Content starts

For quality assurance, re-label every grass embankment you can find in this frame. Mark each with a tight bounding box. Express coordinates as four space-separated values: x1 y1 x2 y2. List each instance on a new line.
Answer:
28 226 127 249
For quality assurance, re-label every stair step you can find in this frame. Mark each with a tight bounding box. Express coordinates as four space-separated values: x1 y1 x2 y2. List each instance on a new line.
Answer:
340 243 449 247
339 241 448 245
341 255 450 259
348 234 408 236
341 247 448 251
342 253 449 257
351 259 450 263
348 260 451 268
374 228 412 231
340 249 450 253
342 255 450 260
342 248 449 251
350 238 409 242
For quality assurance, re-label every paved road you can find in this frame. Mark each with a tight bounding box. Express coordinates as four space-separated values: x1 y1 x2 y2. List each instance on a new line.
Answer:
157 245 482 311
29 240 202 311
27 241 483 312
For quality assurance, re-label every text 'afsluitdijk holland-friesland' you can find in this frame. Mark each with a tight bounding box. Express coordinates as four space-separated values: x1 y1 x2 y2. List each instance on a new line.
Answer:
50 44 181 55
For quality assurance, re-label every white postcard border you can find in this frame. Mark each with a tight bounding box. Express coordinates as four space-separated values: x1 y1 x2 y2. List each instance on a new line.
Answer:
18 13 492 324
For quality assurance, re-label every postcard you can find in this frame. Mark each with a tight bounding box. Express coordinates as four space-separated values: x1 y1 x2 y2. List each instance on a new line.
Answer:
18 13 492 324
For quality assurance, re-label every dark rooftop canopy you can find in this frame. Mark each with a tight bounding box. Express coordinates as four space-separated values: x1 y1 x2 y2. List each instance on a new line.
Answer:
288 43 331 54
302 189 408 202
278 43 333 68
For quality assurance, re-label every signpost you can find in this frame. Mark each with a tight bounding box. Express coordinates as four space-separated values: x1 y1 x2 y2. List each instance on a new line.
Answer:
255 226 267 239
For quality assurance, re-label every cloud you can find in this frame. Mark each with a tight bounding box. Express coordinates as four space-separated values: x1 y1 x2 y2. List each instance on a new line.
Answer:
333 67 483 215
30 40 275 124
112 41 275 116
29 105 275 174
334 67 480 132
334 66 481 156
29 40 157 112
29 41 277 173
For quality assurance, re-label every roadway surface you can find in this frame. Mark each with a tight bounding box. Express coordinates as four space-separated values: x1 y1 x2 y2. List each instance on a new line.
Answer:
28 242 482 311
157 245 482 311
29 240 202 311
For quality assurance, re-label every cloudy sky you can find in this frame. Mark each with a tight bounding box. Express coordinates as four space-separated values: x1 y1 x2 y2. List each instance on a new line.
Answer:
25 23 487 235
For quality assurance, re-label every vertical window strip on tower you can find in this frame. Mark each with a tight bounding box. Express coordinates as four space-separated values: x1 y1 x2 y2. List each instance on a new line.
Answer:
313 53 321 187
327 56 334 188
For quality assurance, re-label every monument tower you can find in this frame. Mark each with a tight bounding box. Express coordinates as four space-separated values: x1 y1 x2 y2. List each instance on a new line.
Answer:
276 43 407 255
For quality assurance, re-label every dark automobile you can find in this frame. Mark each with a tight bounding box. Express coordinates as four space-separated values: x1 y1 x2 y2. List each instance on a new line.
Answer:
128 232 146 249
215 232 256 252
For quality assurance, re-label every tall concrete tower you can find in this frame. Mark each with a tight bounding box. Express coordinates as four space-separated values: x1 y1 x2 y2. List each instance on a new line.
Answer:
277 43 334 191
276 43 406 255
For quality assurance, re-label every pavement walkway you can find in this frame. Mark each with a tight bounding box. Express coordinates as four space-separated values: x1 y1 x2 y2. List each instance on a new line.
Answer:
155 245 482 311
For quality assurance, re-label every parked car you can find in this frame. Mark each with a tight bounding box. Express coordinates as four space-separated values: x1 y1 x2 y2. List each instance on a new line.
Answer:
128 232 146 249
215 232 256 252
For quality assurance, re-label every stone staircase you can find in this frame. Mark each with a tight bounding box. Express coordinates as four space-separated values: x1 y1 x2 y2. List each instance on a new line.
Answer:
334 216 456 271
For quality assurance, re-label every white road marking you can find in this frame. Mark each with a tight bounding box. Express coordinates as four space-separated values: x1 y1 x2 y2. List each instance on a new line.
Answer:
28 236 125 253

Content ends

Copy each line of the records that has "dark" in it.

For quality assurance, re-label every dark rooftop canopy you can find in this frame. Mark each with a tight bounding box. Express coordinates as four space-separated values: x1 y1 x2 y2. List each instance on a new line.
For quality assurance, re-label every dark automobile you can find in this frame. Mark each with a tight bounding box. Express coordinates as four space-separated values: x1 y1 x2 y2. List each instance on a new line.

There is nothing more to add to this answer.